#### INFORMATION SUPPLIED
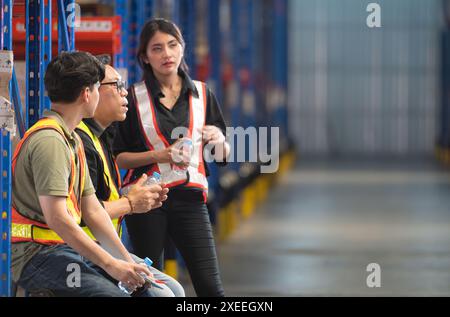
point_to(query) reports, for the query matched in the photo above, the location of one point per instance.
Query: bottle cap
(157, 176)
(148, 261)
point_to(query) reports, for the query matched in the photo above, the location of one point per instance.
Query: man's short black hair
(105, 59)
(69, 73)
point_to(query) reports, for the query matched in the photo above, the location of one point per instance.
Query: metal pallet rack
(39, 54)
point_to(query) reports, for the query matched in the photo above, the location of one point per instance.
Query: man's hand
(212, 135)
(143, 198)
(162, 197)
(127, 273)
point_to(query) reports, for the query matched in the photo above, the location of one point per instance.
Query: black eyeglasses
(120, 84)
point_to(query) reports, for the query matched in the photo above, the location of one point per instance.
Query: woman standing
(165, 106)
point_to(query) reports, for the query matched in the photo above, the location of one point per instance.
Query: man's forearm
(77, 239)
(128, 160)
(117, 208)
(101, 226)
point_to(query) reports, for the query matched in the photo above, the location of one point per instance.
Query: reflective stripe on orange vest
(24, 229)
(114, 195)
(156, 141)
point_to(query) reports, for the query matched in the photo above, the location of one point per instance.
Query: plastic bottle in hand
(185, 145)
(154, 179)
(130, 291)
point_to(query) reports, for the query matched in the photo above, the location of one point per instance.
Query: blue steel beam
(141, 11)
(5, 168)
(121, 8)
(236, 111)
(45, 52)
(214, 81)
(187, 18)
(5, 190)
(32, 63)
(66, 33)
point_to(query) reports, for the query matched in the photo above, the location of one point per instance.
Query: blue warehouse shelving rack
(38, 55)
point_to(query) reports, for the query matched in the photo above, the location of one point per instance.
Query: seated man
(52, 192)
(104, 172)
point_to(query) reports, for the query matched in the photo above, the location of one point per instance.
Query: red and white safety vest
(156, 141)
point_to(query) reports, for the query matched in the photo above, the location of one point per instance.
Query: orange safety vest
(155, 140)
(25, 229)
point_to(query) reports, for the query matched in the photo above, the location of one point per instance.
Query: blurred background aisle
(362, 132)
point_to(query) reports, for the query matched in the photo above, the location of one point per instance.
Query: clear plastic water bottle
(124, 288)
(154, 179)
(185, 145)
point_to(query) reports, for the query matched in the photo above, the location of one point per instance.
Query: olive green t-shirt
(42, 169)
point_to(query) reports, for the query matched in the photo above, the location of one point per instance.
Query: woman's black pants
(184, 217)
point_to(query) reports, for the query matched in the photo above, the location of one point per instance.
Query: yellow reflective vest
(114, 195)
(24, 229)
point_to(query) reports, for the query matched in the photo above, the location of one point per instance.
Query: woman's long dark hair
(148, 31)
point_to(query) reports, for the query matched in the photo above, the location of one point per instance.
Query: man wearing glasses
(97, 134)
(52, 192)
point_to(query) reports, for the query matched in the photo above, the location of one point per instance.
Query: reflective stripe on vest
(156, 141)
(114, 195)
(24, 229)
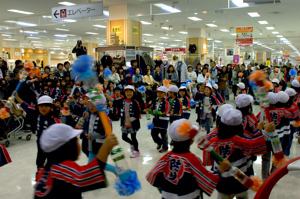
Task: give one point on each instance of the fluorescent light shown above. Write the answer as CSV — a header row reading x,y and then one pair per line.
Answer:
x,y
20,11
145,22
263,22
58,35
22,23
106,13
167,8
150,35
62,29
253,14
224,30
240,3
183,32
211,25
91,33
99,26
33,38
195,18
65,3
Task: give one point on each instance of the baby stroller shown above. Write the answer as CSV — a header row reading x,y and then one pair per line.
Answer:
x,y
10,128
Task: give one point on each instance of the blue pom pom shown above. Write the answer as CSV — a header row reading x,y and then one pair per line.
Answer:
x,y
142,89
293,72
83,68
127,183
192,102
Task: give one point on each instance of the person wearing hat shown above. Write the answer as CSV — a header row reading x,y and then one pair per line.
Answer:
x,y
180,173
175,104
275,83
185,101
130,115
241,89
161,111
43,115
231,143
62,177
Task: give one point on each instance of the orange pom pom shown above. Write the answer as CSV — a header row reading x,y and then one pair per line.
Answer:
x,y
257,182
65,112
166,82
279,162
185,128
268,85
4,114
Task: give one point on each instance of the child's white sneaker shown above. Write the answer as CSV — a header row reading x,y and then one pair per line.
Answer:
x,y
135,154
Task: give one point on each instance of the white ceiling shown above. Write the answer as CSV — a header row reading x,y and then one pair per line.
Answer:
x,y
282,16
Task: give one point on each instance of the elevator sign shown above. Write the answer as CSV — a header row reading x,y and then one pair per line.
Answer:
x,y
244,36
78,11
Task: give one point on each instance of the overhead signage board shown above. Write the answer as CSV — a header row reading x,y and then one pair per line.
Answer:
x,y
244,36
77,11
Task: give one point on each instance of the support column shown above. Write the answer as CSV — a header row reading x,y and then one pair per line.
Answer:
x,y
196,36
128,32
230,48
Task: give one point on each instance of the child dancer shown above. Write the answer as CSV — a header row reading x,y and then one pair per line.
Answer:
x,y
62,177
130,114
181,174
43,117
185,101
160,109
175,104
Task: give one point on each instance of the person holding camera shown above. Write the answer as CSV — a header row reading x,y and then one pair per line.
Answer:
x,y
79,49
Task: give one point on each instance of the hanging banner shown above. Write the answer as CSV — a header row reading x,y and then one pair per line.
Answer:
x,y
244,36
286,54
236,59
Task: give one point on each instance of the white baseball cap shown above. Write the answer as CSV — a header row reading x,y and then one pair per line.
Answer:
x,y
174,89
173,130
208,85
241,85
282,97
56,136
272,98
45,99
232,117
129,87
215,86
295,83
223,108
291,92
182,88
162,89
275,81
243,100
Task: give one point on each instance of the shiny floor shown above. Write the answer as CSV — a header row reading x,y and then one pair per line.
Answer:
x,y
17,178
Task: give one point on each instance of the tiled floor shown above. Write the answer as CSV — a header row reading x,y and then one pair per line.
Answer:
x,y
17,178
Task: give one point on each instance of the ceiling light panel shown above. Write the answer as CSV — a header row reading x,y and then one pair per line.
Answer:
x,y
21,12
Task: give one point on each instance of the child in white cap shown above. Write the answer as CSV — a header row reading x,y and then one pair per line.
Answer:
x,y
130,114
62,177
161,111
231,143
175,104
181,174
43,115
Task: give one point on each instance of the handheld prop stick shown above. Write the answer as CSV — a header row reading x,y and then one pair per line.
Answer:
x,y
4,112
127,182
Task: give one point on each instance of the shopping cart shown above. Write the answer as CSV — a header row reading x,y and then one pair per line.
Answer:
x,y
11,128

#### ASSIGNED TASK
Leaving the pictures aside, output each entry above exactly as written.

#### WRITTEN RESPONSE
point_to(query) reports, for the query matched in the photo above, the location of one point per instance.
Query: bottle cap
(157, 176)
(148, 261)
point_to(query) reports, for the query matched in the photo above, the location of one point per instance.
Query: man's short black hair
(105, 59)
(69, 73)
point_to(query) reports, for the query matched in the photo above, the location of one point per instance.
Query: metal pallet rack
(39, 54)
point_to(query) reports, for the query matched in the photo above, the location of one point per instance.
Query: man's hand
(212, 135)
(143, 198)
(162, 197)
(127, 273)
point_to(query) reports, for the query matched in the photo above, the location of one point per instance.
Query: black eyeglasses
(120, 84)
point_to(query) reports, for the query matched in the photo above, the location of one point per instance.
Query: woman standing
(165, 106)
point_to(query) reports, for the query matched in the photo above, the location of one point per instance.
Query: man's forearm
(77, 239)
(128, 160)
(117, 208)
(101, 226)
point_to(query) reports, for the query matched in the photo above, the location of one point per instance.
Query: reflective stripe on orange vest
(24, 229)
(114, 195)
(156, 141)
point_to(query) reports, for the query matched in the photo above, the location of one point per instance.
Query: plastic bottle in hand
(185, 145)
(154, 179)
(130, 291)
point_to(query) reports, for the query matched in the photo above, the location of one point per instance.
Query: blue steel beam
(141, 11)
(5, 168)
(121, 8)
(236, 111)
(45, 52)
(214, 81)
(187, 18)
(5, 190)
(32, 63)
(66, 33)
point_to(query) reports, for the query matched in the photo above, the location of one point per instance.
Query: blue warehouse shelving rack
(38, 55)
point_to(query) reports, for the query matched in the photo above, the location of one point per instance.
Query: seated man
(52, 192)
(104, 172)
point_to(query) reports, for the query matched in the photo above, the location of one point per instance.
Query: red and white safety vest
(156, 141)
point_to(query) reports, for the query matched in the photo above, the location of one point per instance.
Query: orange safety vest
(155, 140)
(25, 229)
point_to(query) reports, for the query matched in the photo above, the location of one point per instance.
Query: blurred background aisle
(362, 132)
point_to(query) reports, for the query matched in the photo above, the location of one point per instance.
Query: clear plastic water bottle
(124, 288)
(154, 179)
(185, 145)
point_to(query) reports, for the query matched in the photo above, the location of one point per instance.
Query: olive green t-shirt
(42, 169)
point_to(query) reports, for the query matched in the photo above, the location of one point per instance.
Query: woman's black pants
(184, 217)
point_to(query) reports, for the query matched in the photo above, the location of one point per instance.
Query: yellow reflective vest
(114, 195)
(24, 229)
point_to(query) reports, for the query matched in the photo above, the location of one point per instance.
Query: woman's long dark hair
(148, 31)
point_to(query) reports, for the query matched in the photo above, the location of one point per instance.
Query: man wearing glasses
(97, 134)
(52, 192)
point_to(query) reports, for the query matched in the photo above, the location of one point per instance.
Query: reflective stripe on vest
(156, 141)
(114, 195)
(24, 229)
Task: give one point on each instance of the fluorescent light shown above. Write the answer as CSV — a header row reading x,y and then one pair per line.
Answer:
x,y
20,11
145,22
263,22
58,35
22,23
106,13
167,8
150,35
62,29
253,14
224,30
240,3
183,32
211,25
91,33
99,26
33,38
195,18
65,3
Task: give one point on each instance of the baby stroller shown above. Write the answer as CSV — a header row reading x,y and then one pair per line.
Answer:
x,y
10,128
Task: give one point on each instance of the blue pom pom shown above. Write the answer as CSV — a header row reading x,y and then one pair per line.
Answer:
x,y
142,89
293,72
83,68
127,183
192,102
Task: give one point on each instance of the person wearing hat shown above. Write the answer as CSV — a header row reading x,y and then one pair per line.
Answer:
x,y
180,173
175,104
275,83
185,101
130,115
241,89
161,111
43,115
231,143
62,177
Task: give one point on each instance of the orange pom pom shown above. Write the answer as CSV — a header row reading x,y and then one pair per line.
Answer:
x,y
257,182
65,112
166,82
279,162
185,128
268,85
4,114
Task: give one point on each instance of the child's white sneaker shown above. Write the answer as CSV — a header row reading x,y and then one pair per line.
Answer:
x,y
135,154
Task: give one point on each instance of the white ceiling shown above. Write the answer as CSV — a header row reading x,y and then one pair per line.
Answer:
x,y
282,16
Task: give one point on each instance of the elevator sign shown above. Write the answer as CSV — a header row reading x,y and then one pair per line.
Answer:
x,y
244,36
78,11
Task: give one point on each instance of the overhead signage board shown above. Write the answer as CSV — a header row reading x,y and then one pair per line.
Answer:
x,y
244,36
77,11
Task: give one point on each instance of the support column shown above. Write the answer as CSV — a header row reading x,y and then one pair per line.
Answer:
x,y
196,36
128,32
230,48
Task: give one point on each instance of the child dancer shown above. Write the answer as CSV — a header row reading x,y and then one pair per line.
Answer:
x,y
62,177
130,114
181,174
43,117
185,101
160,109
175,104
Task: give one point on each instance of the person holding camera shown above. Write the answer as CSV — a header row reading x,y and then one pair per line.
Answer:
x,y
79,49
Task: give one point on each instance of the hanging banner shown above. Write the answer as CSV — a header row reading x,y and then one pair per line.
Answer:
x,y
244,36
286,54
236,59
Task: give one point on each instance of the white baseball cap shown above. Write the answer as CSV — a header row reading x,y and then one pair per line.
Answer:
x,y
174,89
173,130
208,85
241,85
282,97
56,136
272,98
45,99
232,117
129,87
215,86
295,83
223,108
291,92
182,88
162,89
275,81
243,100
Task: give one point on each instance of the shiny floor shown above. Write the answer as CSV — a header row reading x,y and then one pair per line.
Answer:
x,y
17,178
Task: give one point on each instance of the tiled floor shown above. Write the answer as CSV — a header row reading x,y and then one pair per line.
Answer:
x,y
17,178
Task: give one point on each instance of the ceiling light panel shown above. Write the answer as CSV — a header row reading x,y and then one pair per line.
Answer:
x,y
21,12
Task: give one point on each instance of the child in white cap shown above. Write the answer as CSV — a header row reading x,y and then one pair per line.
Answer:
x,y
130,114
62,177
161,111
231,143
175,104
181,174
43,115
Task: give one point on each instance of the handheld prop stick shown above. Write the answer as CSV — a header row reading x,y and then one pair per line.
Answer:
x,y
4,112
127,182
Task: give one point on each instance of the shopping cart shown above. Write the answer as CSV — a header row reading x,y and then one pair per line.
Answer:
x,y
11,128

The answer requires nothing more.